▶ Exercise material:
________________________________________
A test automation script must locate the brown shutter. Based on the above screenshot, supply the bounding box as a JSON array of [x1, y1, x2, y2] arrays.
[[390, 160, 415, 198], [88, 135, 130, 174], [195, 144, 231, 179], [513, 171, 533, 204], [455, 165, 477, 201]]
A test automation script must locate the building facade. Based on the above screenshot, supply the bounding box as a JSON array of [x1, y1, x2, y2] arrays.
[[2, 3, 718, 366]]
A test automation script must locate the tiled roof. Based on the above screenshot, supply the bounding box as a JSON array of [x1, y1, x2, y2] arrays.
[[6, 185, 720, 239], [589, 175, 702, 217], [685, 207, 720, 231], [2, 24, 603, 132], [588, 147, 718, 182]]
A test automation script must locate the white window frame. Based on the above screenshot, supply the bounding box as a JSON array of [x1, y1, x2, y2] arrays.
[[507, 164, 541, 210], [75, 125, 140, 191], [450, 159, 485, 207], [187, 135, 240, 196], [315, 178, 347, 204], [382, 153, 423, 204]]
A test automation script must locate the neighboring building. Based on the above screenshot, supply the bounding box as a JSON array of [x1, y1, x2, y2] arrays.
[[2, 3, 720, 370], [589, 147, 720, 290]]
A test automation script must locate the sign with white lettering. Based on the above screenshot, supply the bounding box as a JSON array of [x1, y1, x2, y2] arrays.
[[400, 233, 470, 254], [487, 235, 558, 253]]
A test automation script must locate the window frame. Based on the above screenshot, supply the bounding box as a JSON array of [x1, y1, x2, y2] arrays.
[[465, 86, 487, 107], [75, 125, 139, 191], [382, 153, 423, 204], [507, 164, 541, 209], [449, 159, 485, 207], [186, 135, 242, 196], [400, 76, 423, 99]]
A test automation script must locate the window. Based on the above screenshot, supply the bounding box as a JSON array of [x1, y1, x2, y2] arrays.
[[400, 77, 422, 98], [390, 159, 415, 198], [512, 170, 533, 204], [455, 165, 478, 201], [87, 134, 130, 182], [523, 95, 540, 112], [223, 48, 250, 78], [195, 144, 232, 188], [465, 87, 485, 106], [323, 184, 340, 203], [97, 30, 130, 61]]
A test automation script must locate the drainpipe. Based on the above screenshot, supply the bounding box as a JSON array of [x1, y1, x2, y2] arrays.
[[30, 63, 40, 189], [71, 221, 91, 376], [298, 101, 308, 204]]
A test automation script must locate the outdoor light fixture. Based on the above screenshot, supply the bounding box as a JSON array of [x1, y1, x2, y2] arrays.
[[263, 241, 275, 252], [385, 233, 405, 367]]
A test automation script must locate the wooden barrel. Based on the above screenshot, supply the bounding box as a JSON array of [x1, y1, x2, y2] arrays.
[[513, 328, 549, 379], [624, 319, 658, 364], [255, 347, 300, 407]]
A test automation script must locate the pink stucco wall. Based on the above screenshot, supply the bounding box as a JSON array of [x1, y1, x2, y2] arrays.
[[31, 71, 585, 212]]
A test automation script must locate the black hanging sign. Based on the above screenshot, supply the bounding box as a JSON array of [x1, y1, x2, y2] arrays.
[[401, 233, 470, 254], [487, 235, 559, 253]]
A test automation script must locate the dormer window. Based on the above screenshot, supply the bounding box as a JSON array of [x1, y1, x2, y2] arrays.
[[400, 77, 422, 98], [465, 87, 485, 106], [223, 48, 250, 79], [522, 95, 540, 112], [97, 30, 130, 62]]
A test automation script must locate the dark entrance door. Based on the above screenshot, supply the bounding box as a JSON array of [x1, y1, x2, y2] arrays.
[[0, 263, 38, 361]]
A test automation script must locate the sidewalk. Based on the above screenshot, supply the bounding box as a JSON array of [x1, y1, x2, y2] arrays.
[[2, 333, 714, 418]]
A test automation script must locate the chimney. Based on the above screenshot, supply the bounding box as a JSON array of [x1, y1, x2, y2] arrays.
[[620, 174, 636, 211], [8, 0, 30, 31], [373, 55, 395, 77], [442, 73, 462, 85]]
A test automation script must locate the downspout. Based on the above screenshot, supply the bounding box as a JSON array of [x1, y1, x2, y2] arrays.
________________________________________
▶ Set exercise: Write out every item above again, changing "test automation script" to "regression test" wherever it appears and leaving everything else as it is.

▶ Solution for this exercise:
A regression test must locate the brown shutter. Based on the above screenshot, supply the bounding box as a JSON array of [x1, y1, x2, y2] arrays.
[[390, 160, 415, 198], [88, 135, 130, 174], [195, 144, 231, 179], [513, 171, 533, 204], [455, 165, 477, 201]]
A regression test must locate the building facade. Based on the above screenshot, supply the bounding box as a JSON array of [x1, y1, x2, y2] arrays.
[[2, 3, 718, 366]]
A regression test must locate the tiled roof. Based on the above screenshot, supply the bounding box as a JSON array of [x1, y1, x2, y2] arrays.
[[6, 185, 720, 239], [589, 175, 702, 217], [685, 207, 720, 231], [2, 24, 603, 132], [588, 147, 718, 182]]
A regression test must locate the white window frame. Based on the above screenshot, supply the bounding box as a JSON array of [x1, y1, x2, y2] arrays.
[[507, 164, 541, 210], [75, 125, 140, 191], [450, 159, 485, 207], [187, 135, 240, 196], [315, 178, 347, 204], [382, 153, 423, 204]]
A regression test must locate the neighboring building. Based on the above screenshot, supply the bounding box as a JSON array of [x1, y1, x2, y2] arrays.
[[2, 3, 720, 370], [589, 147, 720, 290]]
A regression test must locate the sign with white lettering. Based on the above screenshot, supply the bounding box as a JSON array of [x1, y1, x2, y2] arrays.
[[400, 233, 470, 254], [487, 235, 558, 253]]
A regression test must locate the window frame. Based on the above screenshot, supply the bounding box as a JSON array of [x1, y1, x2, y2] arrays.
[[465, 86, 487, 107], [75, 125, 139, 191], [382, 153, 423, 204], [507, 164, 541, 209], [449, 159, 485, 207], [186, 135, 242, 196], [400, 76, 423, 99]]
A regression test must locate the window. Based on the above screenshot, supply the bounding box as a JSON array of [x1, y1, x2, y2] arrays.
[[400, 77, 422, 98], [390, 159, 415, 198], [512, 170, 533, 204], [455, 165, 478, 201], [87, 134, 130, 182], [523, 95, 540, 112], [223, 48, 250, 78], [195, 144, 232, 188], [465, 87, 485, 106], [323, 184, 340, 203], [97, 30, 130, 61]]
A regression test must locate the drainpipe. Based on the above screenshot, supply the bounding box as a JSON array of [x1, y1, x2, y2] arrays.
[[30, 63, 40, 189], [71, 221, 91, 376], [298, 101, 308, 204]]
A regression test must locate the outdoor light fixture. Based on the above screenshot, supply the bounding box as a JSON array of [x1, y1, x2, y2] arrays.
[[263, 241, 275, 252], [385, 233, 405, 367]]
A regression test must locate the wooden barrel. Based on the above screenshot, supply the bounding box as a JSON array of [x1, y1, x2, y2] arrays.
[[513, 328, 549, 379], [624, 319, 658, 364], [255, 347, 300, 407]]
A regression test must locate the pink stucco wall. Based on the above screenshot, supply the bounding box as a JSON array of [x1, y1, x2, y2] arrays.
[[31, 71, 585, 212]]
A regression test must locate the black hanging sign. Based on the above screenshot, supply the bounding box as a JSON array of [x1, y1, x2, y2] arrays.
[[401, 233, 470, 254], [487, 235, 559, 253]]
A regression test must locate the dormer window. Based on the above screenshot, supply the bounding box as a JSON array of [x1, y1, x2, y2] arrays.
[[400, 77, 422, 98], [465, 87, 485, 106], [223, 48, 250, 79], [522, 95, 540, 112], [97, 30, 130, 62]]
A regression test must locate the dark entrance door. Based on the above screenshot, supply the bounding box as a JSON array of [x1, y1, x2, y2] arrays.
[[0, 263, 38, 361]]
A regression test must locate the sidewalk. Based on the above screenshot, supply the bounding box as a JSON array of [x1, y1, x2, y2] arrays.
[[2, 333, 714, 418]]
A regression test must locate the chimney. Based on the above screenshot, supply the bounding box as a JSON array of [x1, y1, x2, y2] arrays.
[[620, 174, 636, 211], [8, 0, 30, 31], [373, 55, 395, 77], [442, 73, 462, 85]]
A regression test must locate the downspout. Based on the above screenshot, supply the bounding box as a JSON array of [x1, y1, x2, y2] arrays.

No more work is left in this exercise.